• PASSAGE GIVEN:
## start
Main Post Office, P.O. Box 751 | www.asyousow.org | |
Berkeley, CA 94704
|
BUILDING A SAFE, JUST, AND SUSTAINABLE WORLD SINCE 1992 |
Notice of Exempt Solicitation Pursuant to Rule 14a-103
Name of the Registrant: Chevron Corporation (CVX)
Name of persons relying on exemption: As You Sow
Address of persons relying on exemption: Main Post Office, P.O. Box 751, Berkeley, CA 94704
Written materials are submitted pursuant to Rule 14a-6(g)(1) promulgated under the Securities Exchange Act of 1934. Submission is not required of this filer under the terms of the Rule, but is made voluntarily in the interest of public disclosure and consideration of these important issues.
Chevron Corporation (CVX)
Vote Yes: Item #7 – Stockholder Proposal to Recalculate Emissions Baseline to Exclude Emissions from Material Divestitures
Annual Meeting: May 31, 2023
CONTACT: Danielle Fugere | dfugere@asyousow.org
THE PROPOSAL
BE IT RESOLVED: Shareholders request that Chevron, at reasonable cost and omitting proprietary information, disclose a recalculated emissions baseline that excludes the aggregated GHG emissions from material asset divestitures occurring since 2016, the year Chevron uses to baseline its emissions.
## end
• PROBLEMS AND TASKS:
#1 Translate this sentence from the Chevron shareholder filing into Spanish: "Submission is not required of this filer under the terms of the Rule, but is made voluntarily in the interest of public disclosure and consideration of these important issues."
#2 Resume the Chevron shareholder filing from the point where it ends.
The lines that follow have no connection to the Chevron shareholder filing.

• SUPPLIED RECORDS:
## start
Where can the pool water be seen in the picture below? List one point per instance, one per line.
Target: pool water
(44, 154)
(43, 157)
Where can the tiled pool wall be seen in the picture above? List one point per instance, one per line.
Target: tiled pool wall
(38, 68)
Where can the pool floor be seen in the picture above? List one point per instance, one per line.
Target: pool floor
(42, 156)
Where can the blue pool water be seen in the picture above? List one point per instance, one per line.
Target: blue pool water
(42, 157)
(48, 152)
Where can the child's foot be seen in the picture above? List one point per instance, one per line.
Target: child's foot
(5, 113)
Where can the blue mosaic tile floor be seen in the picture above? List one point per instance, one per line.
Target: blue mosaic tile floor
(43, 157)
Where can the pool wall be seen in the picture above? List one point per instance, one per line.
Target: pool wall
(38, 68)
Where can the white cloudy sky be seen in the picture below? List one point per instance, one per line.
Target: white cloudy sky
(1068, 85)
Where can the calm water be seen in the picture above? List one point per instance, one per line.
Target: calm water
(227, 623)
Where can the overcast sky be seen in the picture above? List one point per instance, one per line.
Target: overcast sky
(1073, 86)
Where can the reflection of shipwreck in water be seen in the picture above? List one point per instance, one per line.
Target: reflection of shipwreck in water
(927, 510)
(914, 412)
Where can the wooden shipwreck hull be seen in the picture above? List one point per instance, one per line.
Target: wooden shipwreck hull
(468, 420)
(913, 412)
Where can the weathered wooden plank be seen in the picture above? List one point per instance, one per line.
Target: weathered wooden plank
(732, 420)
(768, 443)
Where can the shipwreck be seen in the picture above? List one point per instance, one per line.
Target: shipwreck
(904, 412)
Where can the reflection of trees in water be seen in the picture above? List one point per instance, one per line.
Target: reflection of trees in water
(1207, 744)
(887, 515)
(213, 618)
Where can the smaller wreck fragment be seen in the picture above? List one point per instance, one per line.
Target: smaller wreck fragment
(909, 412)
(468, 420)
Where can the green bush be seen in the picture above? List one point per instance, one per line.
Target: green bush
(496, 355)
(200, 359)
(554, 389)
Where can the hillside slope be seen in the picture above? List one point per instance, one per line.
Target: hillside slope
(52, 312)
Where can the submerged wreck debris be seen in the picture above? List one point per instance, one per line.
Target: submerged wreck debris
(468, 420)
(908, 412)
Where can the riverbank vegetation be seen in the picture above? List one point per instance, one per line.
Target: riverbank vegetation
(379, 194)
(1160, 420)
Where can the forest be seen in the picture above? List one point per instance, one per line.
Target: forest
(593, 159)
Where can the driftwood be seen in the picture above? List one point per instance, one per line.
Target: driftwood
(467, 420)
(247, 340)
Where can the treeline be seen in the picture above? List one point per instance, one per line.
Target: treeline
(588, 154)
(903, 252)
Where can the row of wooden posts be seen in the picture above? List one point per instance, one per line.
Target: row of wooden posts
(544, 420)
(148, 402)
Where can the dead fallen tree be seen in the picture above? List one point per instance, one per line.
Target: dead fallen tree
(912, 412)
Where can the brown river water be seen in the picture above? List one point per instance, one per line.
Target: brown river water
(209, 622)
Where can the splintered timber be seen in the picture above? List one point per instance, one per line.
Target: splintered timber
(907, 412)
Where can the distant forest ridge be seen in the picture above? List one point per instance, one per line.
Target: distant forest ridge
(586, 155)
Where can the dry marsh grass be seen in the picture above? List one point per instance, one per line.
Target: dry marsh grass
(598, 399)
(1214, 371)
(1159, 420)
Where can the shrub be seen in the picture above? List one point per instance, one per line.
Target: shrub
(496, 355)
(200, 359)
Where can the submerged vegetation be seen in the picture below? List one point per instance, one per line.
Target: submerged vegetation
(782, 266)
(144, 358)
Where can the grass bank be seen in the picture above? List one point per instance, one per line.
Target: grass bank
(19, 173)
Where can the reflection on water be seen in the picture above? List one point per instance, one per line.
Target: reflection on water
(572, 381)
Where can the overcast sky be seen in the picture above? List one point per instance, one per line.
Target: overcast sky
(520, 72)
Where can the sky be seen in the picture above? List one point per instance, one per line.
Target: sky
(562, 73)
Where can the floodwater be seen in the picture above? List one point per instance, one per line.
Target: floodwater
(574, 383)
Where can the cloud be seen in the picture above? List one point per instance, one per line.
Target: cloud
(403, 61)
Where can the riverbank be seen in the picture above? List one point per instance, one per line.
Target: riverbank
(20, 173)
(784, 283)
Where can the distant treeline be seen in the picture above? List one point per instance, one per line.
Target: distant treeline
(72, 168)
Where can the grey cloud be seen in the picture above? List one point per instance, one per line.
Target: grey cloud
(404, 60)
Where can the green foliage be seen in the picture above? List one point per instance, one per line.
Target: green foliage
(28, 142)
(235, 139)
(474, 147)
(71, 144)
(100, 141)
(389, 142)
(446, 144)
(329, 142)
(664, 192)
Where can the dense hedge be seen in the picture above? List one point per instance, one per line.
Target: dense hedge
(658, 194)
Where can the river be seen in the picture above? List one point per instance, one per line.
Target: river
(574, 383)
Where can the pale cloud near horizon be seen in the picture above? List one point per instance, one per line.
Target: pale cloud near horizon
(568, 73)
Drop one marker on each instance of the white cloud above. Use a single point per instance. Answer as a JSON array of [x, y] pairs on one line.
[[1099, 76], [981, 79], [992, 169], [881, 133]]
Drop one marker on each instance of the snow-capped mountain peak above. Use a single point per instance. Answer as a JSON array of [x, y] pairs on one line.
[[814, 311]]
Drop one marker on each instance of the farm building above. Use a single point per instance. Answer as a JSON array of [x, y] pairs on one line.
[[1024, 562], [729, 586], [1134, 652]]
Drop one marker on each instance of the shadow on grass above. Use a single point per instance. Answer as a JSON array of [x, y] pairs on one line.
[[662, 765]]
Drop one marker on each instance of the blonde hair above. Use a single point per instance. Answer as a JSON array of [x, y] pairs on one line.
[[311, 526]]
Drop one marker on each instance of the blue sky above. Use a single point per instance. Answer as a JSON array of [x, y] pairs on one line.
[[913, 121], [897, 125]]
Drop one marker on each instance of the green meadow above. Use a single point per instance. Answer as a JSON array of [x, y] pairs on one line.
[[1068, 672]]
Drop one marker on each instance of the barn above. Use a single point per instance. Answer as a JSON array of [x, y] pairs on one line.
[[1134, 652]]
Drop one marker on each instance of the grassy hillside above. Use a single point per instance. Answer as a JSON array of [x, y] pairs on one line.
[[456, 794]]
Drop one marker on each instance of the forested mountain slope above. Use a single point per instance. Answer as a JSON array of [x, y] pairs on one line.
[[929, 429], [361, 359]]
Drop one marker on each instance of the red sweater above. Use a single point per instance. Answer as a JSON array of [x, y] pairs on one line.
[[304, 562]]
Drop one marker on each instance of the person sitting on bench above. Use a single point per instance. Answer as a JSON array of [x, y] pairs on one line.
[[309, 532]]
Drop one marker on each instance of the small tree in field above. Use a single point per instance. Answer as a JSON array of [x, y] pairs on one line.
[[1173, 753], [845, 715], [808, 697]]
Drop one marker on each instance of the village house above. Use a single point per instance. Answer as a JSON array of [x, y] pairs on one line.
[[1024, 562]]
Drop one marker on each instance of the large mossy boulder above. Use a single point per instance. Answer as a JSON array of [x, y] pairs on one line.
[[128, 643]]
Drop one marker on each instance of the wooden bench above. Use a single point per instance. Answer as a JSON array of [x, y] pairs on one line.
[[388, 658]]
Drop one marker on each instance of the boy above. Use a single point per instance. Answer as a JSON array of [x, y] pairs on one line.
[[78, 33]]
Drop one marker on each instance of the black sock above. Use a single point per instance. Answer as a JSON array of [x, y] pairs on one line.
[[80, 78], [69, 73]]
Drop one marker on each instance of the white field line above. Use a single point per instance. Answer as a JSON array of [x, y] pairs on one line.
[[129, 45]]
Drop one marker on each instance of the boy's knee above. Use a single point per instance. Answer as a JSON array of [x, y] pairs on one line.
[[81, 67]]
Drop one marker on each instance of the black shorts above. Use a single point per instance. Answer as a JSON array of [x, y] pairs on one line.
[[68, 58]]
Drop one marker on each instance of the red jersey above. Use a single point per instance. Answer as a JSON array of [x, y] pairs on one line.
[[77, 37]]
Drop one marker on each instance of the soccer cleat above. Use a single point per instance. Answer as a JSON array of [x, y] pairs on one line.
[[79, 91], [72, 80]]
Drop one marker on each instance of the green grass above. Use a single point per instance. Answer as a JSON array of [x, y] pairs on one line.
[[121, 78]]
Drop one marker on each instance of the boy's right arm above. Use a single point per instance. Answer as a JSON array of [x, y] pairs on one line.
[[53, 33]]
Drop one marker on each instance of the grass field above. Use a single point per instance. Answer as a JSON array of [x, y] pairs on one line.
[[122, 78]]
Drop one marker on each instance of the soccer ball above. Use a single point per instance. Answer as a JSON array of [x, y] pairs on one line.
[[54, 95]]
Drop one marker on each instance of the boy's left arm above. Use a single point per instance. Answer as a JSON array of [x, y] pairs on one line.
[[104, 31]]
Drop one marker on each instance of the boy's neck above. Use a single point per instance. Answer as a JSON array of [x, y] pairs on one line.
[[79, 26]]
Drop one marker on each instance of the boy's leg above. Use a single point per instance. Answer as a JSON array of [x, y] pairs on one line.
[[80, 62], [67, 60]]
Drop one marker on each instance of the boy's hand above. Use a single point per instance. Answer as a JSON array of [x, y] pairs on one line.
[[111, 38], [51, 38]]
## end
• FINAL ANSWERS:
#1 La presentación no es obligatoria para este declarante según los términos de la Regla, pero se realiza voluntariamente en aras de la divulgación pública y la consideración de estos importantes asuntos.

#2
SUPPORTING STATEMENT: Proponents recommend disclosing, at management discretion:
· | The emissions associated with Chevron’s material asset divestments since 2016; |
· | What portion, if any, of Chevron’s current emissions reduction targets relies on accounting for asset transfers as emissions reductions; |
· | A base year emissions recalculation policy establishing a threshold for future recalculations related to divestitures. |
SUMMARY
To address growing climate-related risk, investors expect companies to set greenhouse gas (GHG) emissions reduction targets aligned with the Paris Agreement’s 1.5 degrees Celsius goal and to report their reduction progress. Fundamental to target-setting and reporting is accuracy.
Reported progress toward targets must reflect real-world emissions cuts. Transferring emissions from one company to another may appear to reduce an individual company’s emissions but does not mitigate company or stakeholder exposure to climate risk or contribute to the goal of limiting global temperature rise to 1.5 degrees Celsius.
2023 Proxy Memo Chevron | Stockholder Proposal to Recalculate Emissions Baseline to Exclude Emissions from Material Divestitures |
When polluting assets are transferred from one company to another but continue operating, their emissions should not be counted toward the selling company’s emissions reduction goals. To do so would be to take credit for climate progress where none has occurred.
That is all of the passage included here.